- Data lines
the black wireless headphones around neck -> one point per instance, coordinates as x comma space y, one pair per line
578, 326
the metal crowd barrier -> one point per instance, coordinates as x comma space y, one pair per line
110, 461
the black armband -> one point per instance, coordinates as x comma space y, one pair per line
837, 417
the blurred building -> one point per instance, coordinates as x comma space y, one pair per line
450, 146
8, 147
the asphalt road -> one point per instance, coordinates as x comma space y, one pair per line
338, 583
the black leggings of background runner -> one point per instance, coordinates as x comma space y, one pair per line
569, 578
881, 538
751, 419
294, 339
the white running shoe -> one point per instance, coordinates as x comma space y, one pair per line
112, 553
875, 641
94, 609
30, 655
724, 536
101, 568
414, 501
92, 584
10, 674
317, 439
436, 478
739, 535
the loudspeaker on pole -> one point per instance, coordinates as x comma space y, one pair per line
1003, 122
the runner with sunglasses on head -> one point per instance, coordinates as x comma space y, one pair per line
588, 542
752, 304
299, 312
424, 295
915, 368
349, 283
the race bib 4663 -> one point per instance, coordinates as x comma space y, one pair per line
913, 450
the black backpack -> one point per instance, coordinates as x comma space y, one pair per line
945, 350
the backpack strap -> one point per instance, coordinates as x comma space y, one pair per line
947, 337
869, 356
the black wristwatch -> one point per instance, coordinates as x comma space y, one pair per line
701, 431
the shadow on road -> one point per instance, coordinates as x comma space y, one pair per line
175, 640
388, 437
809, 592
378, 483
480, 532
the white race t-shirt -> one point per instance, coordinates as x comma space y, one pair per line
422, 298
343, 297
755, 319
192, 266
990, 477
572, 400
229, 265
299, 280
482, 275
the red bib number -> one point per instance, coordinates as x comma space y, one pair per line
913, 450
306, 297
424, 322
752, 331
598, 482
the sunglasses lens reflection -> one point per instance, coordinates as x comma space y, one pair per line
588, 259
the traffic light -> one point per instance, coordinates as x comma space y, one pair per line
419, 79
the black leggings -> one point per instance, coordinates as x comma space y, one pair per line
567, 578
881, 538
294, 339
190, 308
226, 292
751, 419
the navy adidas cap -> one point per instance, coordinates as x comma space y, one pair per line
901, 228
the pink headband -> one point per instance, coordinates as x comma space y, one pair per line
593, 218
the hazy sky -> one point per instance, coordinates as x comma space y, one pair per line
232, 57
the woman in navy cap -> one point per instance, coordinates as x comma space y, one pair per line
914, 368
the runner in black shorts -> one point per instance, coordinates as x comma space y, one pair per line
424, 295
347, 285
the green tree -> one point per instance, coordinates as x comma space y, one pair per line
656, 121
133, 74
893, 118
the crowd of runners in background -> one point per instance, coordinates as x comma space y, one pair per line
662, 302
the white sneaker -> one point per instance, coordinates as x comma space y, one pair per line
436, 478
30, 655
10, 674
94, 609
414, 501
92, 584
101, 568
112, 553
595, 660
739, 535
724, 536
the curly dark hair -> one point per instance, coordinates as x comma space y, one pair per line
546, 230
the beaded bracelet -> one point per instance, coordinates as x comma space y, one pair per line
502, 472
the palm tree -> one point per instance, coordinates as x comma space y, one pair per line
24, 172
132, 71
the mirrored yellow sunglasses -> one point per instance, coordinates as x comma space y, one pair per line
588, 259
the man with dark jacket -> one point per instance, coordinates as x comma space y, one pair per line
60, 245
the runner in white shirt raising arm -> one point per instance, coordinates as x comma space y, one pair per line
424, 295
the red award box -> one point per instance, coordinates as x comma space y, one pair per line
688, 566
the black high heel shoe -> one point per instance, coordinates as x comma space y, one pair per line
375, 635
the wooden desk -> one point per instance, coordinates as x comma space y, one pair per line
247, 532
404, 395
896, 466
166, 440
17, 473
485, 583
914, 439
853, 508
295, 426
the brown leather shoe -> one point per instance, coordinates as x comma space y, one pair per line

- Directions for this task
Write out every record shown above, word for word.

- Solution
the black wireless headphones around neck -> one point per instance, coordinates as x comma space y, one pair per line
578, 326
the metal crowd barrier -> one point per instance, coordinates as x comma space y, one pair per line
110, 461
the black armband -> one point per instance, coordinates as x comma space y, one pair per line
837, 417
the blurred building -> one point per instance, coordinates as x comma space y, one pair per line
450, 146
8, 147
the asphalt road -> one point per instance, coordinates as x comma space y, one pair per line
338, 583
the black leggings of background runner -> one point per instance, coordinates as x comma space y, one pair per line
569, 578
881, 538
751, 419
294, 339
the white running shoe -> one point per instance, coordinates as x comma space y, one pair per line
112, 553
875, 641
94, 609
30, 655
724, 536
101, 568
414, 501
92, 584
10, 674
317, 439
436, 478
739, 535
the loudspeaker on pole -> one point per instance, coordinates as x comma space y, one pair per line
1003, 122
the runner with sunglasses on head -> one point per instance, coordinates as x comma space y, one pair per line
588, 542
752, 304
299, 312
424, 295
915, 368
349, 283
the race bib 4663 -> one point per instance, coordinates as x comma space y, one pair per line
913, 450
the black backpack -> one point per instance, coordinates as x comma space y, one pair per line
945, 350
the backpack strap -> one point per instance, coordinates as x comma space y, one pair per line
947, 337
869, 356
the black wristwatch -> one point per instance, coordinates as x comma space y, one pair per line
701, 431
the shadow on road -> one point per instance, coordinates as x comma space y, one pair per line
175, 640
388, 437
809, 592
378, 483
480, 532
the white race t-shirt -> one point per instance, coordinates as x comma space y, one pair per line
422, 298
343, 297
755, 319
192, 266
990, 477
572, 400
229, 265
299, 280
482, 275
the red bib number -> one point per instance, coordinates as x comma space y, one pair per line
913, 450
306, 297
424, 322
752, 331
598, 482
the sunglasses lens reflection -> one point per instance, coordinates as x comma space y, one pair per line
588, 259
the traffic light -> one point per instance, coordinates as x comma space y, one pair per line
419, 79
the black leggings -> one point per instance, coordinates as x comma space y, one pair per line
567, 578
881, 538
294, 339
190, 308
226, 292
751, 419
the navy adidas cap -> one point per instance, coordinates as x comma space y, one pair per line
901, 228
the pink headband -> one point per instance, coordinates as x comma space y, one pair per line
593, 218
the hazy sky -> one point per instance, coordinates as x comma space y, one pair per line
232, 57
the woman in navy cap -> one point per instance, coordinates as x comma space y, one pair per line
914, 368
the runner in black shorts -> one point per instance, coordinates as x comma space y, one pair per line
424, 295
347, 285
the green tree -> one point per instance, coordinates as x comma space y, one pair per line
656, 121
133, 74
893, 118
the crowd of runners in background -> one point per instance, coordinates as x comma space y, one pair per line
662, 302
the white sneaker -> one point per instance, coordinates as x comma space y, one pair per line
436, 478
30, 655
10, 674
94, 609
414, 501
92, 584
101, 568
112, 553
595, 660
739, 535
724, 536
the curly dark hair -> one point per instance, coordinates as x comma space y, one pair per line
546, 230
the beaded bracelet -> one point per instance, coordinates as x comma space y, one pair per line
502, 472
the palm tree -> one point per instance, coordinates as x comma space y, one pair per line
24, 172
132, 71
the mirrored yellow sunglasses -> one point per instance, coordinates as x comma space y, one pair per line
588, 259
the man with dark jacket -> one point per instance, coordinates as x comma space y, one pair per line
60, 245
the runner in white shirt raising arm -> one point per instance, coordinates as x comma space y, one pair per line
424, 295
the red award box -> one point per instance, coordinates as x comma space y, one pair per line
688, 566
the black high heel shoe -> one point per instance, coordinates as x comma space y, one pair per line
375, 635
the wooden desk -> one point per instance, coordinates as x comma space y, one pair per line
247, 532
404, 395
896, 466
166, 440
17, 473
485, 583
914, 439
853, 508
295, 426
the brown leather shoe -> one point per instance, coordinates as x comma space y, one pair per line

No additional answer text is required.